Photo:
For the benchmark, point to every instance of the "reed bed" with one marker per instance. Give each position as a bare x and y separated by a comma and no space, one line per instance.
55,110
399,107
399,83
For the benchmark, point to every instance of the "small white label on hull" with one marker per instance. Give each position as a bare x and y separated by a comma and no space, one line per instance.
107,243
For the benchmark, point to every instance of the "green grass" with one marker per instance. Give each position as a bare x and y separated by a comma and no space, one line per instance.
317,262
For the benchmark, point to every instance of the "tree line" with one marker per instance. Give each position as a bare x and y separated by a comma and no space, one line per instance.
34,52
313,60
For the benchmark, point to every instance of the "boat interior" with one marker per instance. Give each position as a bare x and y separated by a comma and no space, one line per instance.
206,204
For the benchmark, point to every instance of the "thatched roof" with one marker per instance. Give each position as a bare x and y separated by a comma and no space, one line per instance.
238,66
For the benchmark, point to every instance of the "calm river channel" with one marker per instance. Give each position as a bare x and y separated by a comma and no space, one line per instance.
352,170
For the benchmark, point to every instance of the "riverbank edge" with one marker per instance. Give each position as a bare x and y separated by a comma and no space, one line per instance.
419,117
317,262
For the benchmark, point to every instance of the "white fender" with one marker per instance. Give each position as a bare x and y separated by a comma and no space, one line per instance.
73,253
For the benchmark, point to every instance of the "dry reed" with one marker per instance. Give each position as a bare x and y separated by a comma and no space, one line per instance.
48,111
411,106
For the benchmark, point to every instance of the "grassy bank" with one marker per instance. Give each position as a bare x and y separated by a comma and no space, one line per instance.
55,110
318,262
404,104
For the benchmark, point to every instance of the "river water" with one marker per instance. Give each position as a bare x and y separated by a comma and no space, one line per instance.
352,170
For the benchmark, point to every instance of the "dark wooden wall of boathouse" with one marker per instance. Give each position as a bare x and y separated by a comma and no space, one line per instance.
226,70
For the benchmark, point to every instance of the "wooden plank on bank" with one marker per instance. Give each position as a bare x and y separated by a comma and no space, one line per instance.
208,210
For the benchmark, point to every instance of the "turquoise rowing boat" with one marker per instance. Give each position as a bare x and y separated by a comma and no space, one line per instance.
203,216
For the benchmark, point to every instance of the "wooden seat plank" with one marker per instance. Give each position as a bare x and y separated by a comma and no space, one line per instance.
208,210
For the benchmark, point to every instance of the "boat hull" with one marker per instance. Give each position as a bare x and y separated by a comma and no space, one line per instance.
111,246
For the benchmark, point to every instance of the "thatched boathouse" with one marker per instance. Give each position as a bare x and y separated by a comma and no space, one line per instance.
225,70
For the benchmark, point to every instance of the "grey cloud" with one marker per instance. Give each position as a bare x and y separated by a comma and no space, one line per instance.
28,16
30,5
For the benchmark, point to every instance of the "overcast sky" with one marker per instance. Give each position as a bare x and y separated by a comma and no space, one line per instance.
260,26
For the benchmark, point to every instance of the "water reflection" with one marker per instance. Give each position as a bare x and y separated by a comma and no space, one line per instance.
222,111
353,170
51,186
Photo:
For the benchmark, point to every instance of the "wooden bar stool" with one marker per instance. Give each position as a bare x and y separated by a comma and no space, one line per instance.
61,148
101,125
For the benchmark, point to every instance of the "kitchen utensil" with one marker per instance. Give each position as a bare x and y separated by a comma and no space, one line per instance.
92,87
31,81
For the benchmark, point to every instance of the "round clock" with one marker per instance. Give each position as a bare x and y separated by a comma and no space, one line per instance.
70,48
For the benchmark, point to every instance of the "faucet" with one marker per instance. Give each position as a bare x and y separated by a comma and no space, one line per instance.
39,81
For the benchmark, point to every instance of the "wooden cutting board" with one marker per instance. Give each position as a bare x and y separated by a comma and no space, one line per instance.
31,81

● ● ● ●

## SET PROBLEM
Copy every record above exactly as it appears.

## ANSWER TO THE EXERCISE
Photo:
For the benchmark, point to every instance of the "reed bed" with one marker per instance. Give each position as a bare x and y separated by a comma and no space, one line per instance.
55,110
399,107
399,83
For the benchmark, point to every instance of the "small white label on hull" with one marker per instance. Give each position as a bare x and y separated by a comma and no space, one line per instance.
107,243
For the benchmark, point to every instance of the "green grass" with one marker per instance. Give each position as a bare x and y separated by a comma and no space, one line per instance.
317,262
For the benchmark, point to every instance of the "tree line" with one marker per instance. Give each position as a bare x and y separated by a comma and no space, one line per instance.
34,52
313,60
For the benchmark, point to every instance of the "boat interior" with one marker per instance. Give each position as a bare x and y separated by a comma and no space, one line per instance.
206,204
For the benchmark, point to every instance of the "thatched roof" with one marker per instance. Give each position as a bare x and y separated by a comma and no space, one line per instance.
238,66
For the benchmark, point to every instance of the "calm river channel" with one marker per instance. Give each position as a bare x and y separated by a comma and no space, one line per instance.
352,170
For the benchmark, point to every instance of the "riverbank edge" with one marker per instance. Give each position as a bare x and y separated by a comma and no space, one line per instance.
419,117
317,262
For the benchmark, point to every instance of the "white fender" with one marker per instance. Give each position as a bare x and y separated by a comma and no space, one line per instance.
73,253
For the benchmark, point to every instance of the "dry reed" with one marker per instance. Give each position as a bare x and y separated by a comma and no space, one line per instance.
48,111
411,106
For the benchmark, point to every instance of the "grassy bank" with one marker per instance. Give each position as a bare x and y separated by a comma and no space, one line per instance.
55,110
318,262
404,104
For the benchmark, point to every instance of the "river water" with one marker per instance. Give each position as a bare x and y separated by a comma and no space, one line per instance.
352,170
For the benchmark, point to every instance of the "dark wooden wall of boathouse" with one marker per instance. Give each position as a bare x and y separated by a comma and no space, one line per instance.
226,70
For the benchmark, point to every instance of the "wooden plank on bank" with one marker per instance. Give each position as a bare x and y separated by a comma and no space, one line per instance.
208,210
For the benchmark, point to every instance of the "turquoise rowing boat" with one marker per instance. Give each position as a bare x and y separated by a comma and no space, one line per instance.
203,216
For the benchmark, point to every instance of the "wooden seat plank" with one marker per instance. Give each position as a bare x and y separated by a comma and no space, one line per instance.
208,210
For the benchmark, point to every instance of the "boat hull" with one marker per instance. Give each position as a bare x and y separated by a comma and no space, one line per instance.
111,246
For the benchmark, point to every instance of the "thatched boathouse" with one marker per instance. Give each position as a bare x and y separated by a comma and no space, one line per instance.
225,70
For the benchmark, point to every instance of the "grey cloud" with one marker per instance. Give each position as a bare x and y separated by a comma and no space, one line per instance.
28,16
30,5
For the benchmark, point to every instance of the "overcast sky" with one marker per instance. Give each position as a bare x and y separated by a comma and no space, one line per instance.
260,26
For the benchmark, point to every instance of the "water reflection" with one marker per instance. Give each position as a bare x and y separated by a comma and no space, one line per instance.
222,111
353,170
51,186
Photo:
For the benchmark, point to every instance of the "wooden bar stool" with one marker per instance. Give each position as a bare x and y separated by a comma and no space, one line per instance.
61,148
101,125
For the benchmark, point to every instance of the "kitchen utensil" with one marker per instance. Give each position as a bare x and y separated by a comma and no space, one line per instance.
92,87
31,81
For the benchmark, point to every instance of the "round clock" with one marker per instance. Give each position as a bare x and y separated by a comma and no space, one line per instance.
70,48
For the benchmark, point to every instance of the "faucet" with one marker per instance. Give each position as a bare x and y separated by a comma and no space, one line per instance.
39,81
For the benchmark, point to every instance of the "wooden cutting board" with one marker per instance. Give each position as a bare x and y separated by a comma and no space, one line per instance.
31,81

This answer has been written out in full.